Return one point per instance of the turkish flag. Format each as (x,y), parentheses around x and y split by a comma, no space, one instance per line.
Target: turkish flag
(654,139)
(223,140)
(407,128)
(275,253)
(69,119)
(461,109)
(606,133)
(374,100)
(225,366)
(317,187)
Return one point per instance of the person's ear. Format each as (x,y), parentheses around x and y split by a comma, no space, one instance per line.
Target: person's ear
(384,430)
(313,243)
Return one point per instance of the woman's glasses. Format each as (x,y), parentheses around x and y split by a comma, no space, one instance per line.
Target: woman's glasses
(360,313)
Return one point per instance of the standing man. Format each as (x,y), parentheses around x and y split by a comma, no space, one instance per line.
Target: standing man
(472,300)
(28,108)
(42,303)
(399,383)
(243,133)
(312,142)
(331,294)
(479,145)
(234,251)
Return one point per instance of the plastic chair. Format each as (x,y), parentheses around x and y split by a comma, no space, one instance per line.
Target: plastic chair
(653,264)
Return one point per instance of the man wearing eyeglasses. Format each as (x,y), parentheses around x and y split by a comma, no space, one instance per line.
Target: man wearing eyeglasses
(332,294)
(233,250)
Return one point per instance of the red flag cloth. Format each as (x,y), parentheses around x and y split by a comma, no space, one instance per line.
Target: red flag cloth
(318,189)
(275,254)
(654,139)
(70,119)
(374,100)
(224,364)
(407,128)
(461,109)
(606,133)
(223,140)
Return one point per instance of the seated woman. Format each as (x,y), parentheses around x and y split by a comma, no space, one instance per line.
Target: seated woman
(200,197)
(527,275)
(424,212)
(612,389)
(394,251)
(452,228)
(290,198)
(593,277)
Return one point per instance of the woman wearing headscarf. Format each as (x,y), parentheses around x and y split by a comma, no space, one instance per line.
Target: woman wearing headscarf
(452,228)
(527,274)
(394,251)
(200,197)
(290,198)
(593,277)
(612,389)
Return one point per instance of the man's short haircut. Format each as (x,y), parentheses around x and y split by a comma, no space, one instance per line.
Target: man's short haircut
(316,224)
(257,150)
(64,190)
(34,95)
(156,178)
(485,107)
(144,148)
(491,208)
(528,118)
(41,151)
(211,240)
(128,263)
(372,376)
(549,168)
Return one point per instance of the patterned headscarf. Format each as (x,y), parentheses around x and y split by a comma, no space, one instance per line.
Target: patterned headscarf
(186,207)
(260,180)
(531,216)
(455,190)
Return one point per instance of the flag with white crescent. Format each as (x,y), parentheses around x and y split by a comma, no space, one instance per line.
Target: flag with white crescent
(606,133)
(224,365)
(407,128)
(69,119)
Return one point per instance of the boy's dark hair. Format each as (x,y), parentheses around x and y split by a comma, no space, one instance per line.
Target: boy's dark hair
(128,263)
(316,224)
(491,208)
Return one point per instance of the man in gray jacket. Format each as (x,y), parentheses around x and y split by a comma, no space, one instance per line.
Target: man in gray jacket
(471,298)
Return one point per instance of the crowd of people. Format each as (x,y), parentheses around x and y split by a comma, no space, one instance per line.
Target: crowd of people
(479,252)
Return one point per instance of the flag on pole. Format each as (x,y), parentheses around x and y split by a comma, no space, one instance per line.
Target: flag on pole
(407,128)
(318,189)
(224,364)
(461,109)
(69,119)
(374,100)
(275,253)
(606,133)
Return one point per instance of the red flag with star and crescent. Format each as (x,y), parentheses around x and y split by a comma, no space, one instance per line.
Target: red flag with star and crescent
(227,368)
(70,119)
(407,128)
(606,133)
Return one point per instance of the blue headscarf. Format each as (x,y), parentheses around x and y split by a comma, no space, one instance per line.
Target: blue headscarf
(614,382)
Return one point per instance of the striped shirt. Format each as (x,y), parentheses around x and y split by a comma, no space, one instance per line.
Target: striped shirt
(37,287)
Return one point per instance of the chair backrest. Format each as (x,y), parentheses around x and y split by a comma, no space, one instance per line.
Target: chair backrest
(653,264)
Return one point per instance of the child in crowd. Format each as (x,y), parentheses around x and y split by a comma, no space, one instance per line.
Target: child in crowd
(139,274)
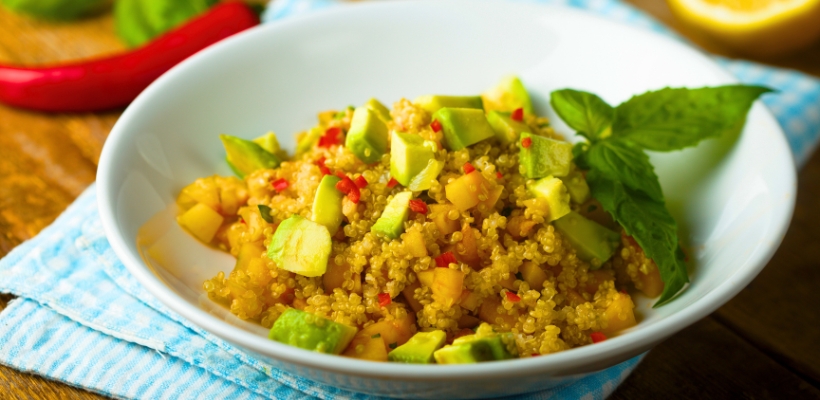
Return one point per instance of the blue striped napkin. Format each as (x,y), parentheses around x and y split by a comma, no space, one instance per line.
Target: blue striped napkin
(82,319)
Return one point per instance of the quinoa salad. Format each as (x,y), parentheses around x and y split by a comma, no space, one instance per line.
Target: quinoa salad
(446,229)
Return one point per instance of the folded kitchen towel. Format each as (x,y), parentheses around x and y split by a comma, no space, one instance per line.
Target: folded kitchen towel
(82,319)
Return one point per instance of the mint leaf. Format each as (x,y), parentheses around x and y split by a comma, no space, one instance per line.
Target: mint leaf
(618,160)
(584,112)
(649,223)
(673,119)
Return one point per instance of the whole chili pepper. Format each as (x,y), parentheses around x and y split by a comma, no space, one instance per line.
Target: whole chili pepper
(105,83)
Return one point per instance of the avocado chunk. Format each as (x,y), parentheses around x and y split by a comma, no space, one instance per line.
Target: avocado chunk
(409,155)
(432,103)
(463,127)
(245,156)
(367,137)
(380,109)
(419,349)
(544,157)
(509,94)
(576,186)
(555,193)
(592,242)
(391,223)
(311,332)
(327,204)
(300,246)
(506,129)
(485,345)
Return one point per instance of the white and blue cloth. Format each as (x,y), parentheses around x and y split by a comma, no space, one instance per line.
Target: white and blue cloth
(82,319)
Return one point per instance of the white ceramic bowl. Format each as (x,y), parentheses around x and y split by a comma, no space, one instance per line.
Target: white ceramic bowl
(732,197)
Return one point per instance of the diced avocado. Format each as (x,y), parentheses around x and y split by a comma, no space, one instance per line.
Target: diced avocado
(432,103)
(463,127)
(576,186)
(508,95)
(380,109)
(419,349)
(367,137)
(300,246)
(246,156)
(409,155)
(391,223)
(309,139)
(424,179)
(506,129)
(555,193)
(544,157)
(311,332)
(270,143)
(592,242)
(327,204)
(481,346)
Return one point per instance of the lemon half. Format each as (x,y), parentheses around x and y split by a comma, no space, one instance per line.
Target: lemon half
(755,27)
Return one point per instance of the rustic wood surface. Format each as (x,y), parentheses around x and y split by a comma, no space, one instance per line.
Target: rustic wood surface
(762,344)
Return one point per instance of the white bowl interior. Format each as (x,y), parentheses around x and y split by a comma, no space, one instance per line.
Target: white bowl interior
(733,197)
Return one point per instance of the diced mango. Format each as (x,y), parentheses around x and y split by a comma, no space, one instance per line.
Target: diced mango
(202,221)
(440,217)
(447,285)
(619,314)
(533,274)
(465,192)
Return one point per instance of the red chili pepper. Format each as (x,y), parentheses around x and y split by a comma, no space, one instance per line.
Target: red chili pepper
(384,299)
(513,297)
(280,185)
(445,259)
(111,82)
(436,126)
(518,115)
(418,206)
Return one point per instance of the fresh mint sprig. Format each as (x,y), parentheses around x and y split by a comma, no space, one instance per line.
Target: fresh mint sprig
(620,175)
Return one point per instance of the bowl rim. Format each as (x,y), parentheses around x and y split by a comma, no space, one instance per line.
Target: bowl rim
(107,190)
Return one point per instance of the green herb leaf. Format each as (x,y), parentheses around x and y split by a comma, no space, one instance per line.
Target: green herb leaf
(619,160)
(264,211)
(584,112)
(672,119)
(649,223)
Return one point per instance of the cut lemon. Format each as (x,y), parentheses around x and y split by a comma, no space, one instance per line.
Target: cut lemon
(755,27)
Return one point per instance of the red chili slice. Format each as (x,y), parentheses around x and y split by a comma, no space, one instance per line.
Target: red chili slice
(597,337)
(384,299)
(418,206)
(518,115)
(280,185)
(436,126)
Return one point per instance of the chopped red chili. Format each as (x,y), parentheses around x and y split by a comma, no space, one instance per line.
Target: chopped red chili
(435,125)
(384,299)
(513,297)
(418,206)
(280,185)
(518,115)
(445,259)
(597,337)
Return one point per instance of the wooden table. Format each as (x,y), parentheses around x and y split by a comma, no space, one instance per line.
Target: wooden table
(762,344)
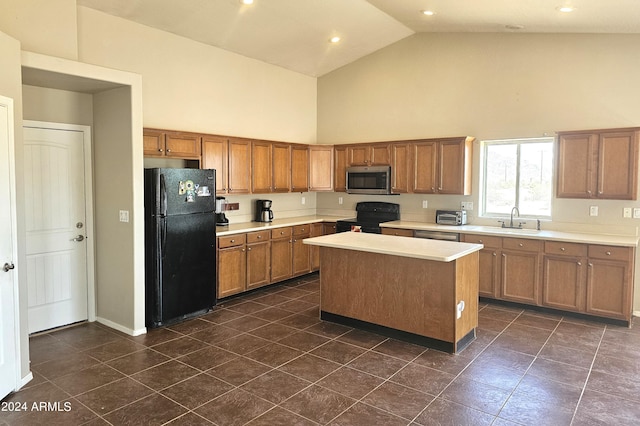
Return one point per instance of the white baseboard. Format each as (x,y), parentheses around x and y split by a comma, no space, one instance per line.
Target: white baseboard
(116,326)
(26,379)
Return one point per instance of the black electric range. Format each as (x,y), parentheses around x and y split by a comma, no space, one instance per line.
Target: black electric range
(370,214)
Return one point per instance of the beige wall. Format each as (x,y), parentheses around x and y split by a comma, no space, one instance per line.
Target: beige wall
(195,87)
(490,86)
(42,26)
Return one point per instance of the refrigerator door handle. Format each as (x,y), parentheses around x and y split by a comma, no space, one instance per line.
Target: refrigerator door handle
(163,197)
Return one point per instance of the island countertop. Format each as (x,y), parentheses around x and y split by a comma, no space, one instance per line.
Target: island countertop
(440,251)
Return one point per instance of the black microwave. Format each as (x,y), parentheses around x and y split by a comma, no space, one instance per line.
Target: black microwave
(369,180)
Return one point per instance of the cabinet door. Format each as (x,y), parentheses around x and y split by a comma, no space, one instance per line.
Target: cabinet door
(358,155)
(379,155)
(214,156)
(563,283)
(454,171)
(301,256)
(400,168)
(321,168)
(182,145)
(258,264)
(576,165)
(153,143)
(489,272)
(424,155)
(608,288)
(281,254)
(261,167)
(618,165)
(520,276)
(232,267)
(239,166)
(317,229)
(299,168)
(340,169)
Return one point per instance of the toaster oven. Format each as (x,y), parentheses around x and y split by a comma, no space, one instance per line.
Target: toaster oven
(451,217)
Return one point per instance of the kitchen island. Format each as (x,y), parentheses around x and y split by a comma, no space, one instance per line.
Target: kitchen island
(421,291)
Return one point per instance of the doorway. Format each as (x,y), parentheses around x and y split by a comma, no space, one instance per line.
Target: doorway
(59,225)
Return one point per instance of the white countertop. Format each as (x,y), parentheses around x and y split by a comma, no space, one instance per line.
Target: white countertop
(574,237)
(441,251)
(237,228)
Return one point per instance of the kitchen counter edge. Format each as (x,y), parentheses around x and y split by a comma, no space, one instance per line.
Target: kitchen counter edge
(239,228)
(573,237)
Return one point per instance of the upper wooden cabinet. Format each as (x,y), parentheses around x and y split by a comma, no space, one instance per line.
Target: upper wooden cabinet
(598,164)
(321,168)
(239,174)
(159,143)
(215,156)
(368,155)
(299,168)
(442,166)
(280,167)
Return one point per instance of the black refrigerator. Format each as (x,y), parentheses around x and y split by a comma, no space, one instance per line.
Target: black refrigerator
(180,244)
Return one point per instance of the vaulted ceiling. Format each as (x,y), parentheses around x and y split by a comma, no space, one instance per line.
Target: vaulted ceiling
(295,34)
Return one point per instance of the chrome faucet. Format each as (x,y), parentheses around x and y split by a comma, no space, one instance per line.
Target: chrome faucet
(517,212)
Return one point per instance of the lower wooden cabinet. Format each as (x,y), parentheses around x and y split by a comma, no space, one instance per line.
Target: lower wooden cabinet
(520,270)
(258,259)
(232,265)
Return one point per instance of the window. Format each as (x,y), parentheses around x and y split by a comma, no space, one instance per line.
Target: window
(517,173)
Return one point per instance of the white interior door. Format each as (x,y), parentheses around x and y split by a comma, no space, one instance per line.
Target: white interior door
(8,279)
(56,243)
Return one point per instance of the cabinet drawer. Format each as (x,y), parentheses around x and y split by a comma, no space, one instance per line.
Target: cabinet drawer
(299,230)
(488,241)
(281,232)
(610,252)
(231,240)
(522,244)
(258,237)
(567,249)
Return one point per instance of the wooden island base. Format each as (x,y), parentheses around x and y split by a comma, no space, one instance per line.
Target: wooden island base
(410,299)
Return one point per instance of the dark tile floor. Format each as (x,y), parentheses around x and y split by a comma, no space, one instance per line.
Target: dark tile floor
(266,359)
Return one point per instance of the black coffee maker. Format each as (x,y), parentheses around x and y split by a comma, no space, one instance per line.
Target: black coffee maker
(263,211)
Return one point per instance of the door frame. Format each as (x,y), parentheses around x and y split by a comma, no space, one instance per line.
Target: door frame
(88,190)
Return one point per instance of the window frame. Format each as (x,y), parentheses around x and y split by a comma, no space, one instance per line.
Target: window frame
(483,175)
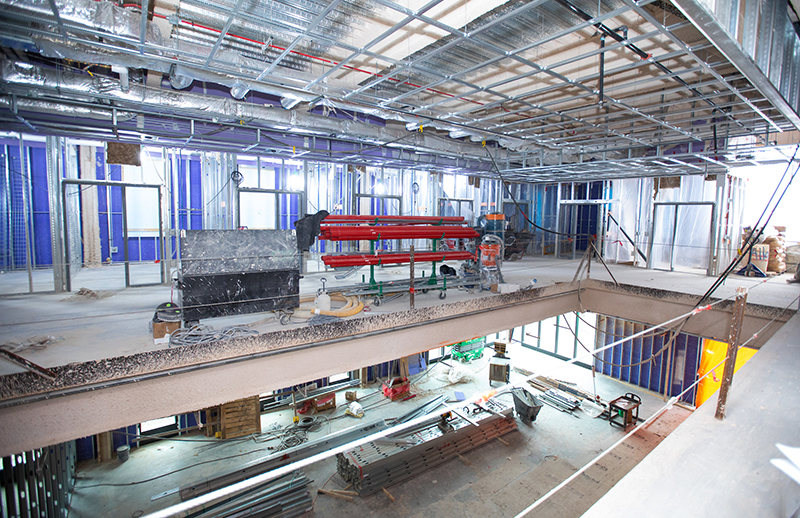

_ _ _ _ _ _ _

• WORK TO BE COMPLETED: Write out the lines of the records verbatim, from the line containing "Return one point per instance of the window frame." through the end of the records, both ends included. Leave the pictures out.

• REPLY TO THE TASK:
Return one point per instance of the window frame. Format each as (x,y), parentheses around x and y split by a comma, no space, one instance per line.
Target: window frame
(483,175)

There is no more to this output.